━━ Record list ━━

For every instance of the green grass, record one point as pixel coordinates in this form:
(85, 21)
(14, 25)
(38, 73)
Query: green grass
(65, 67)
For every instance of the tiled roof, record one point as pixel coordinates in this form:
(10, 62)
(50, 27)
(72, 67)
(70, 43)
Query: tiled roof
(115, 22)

━━━
━━ Record list ━━

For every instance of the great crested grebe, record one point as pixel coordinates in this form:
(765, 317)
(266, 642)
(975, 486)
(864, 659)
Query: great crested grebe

━━━

■ The problem: Rewrite the lines from the one containing "For every instance of the great" up to and including the one containing "Query: great crested grebe", putting "little grebe" in place of each "great crested grebe" and changing nothing else. Give only those lines.

■ Complete answer:
For every instance of the little grebe, record one point as pixel coordinates in this form:
(765, 317)
(266, 642)
(975, 486)
(864, 659)
Query: little grebe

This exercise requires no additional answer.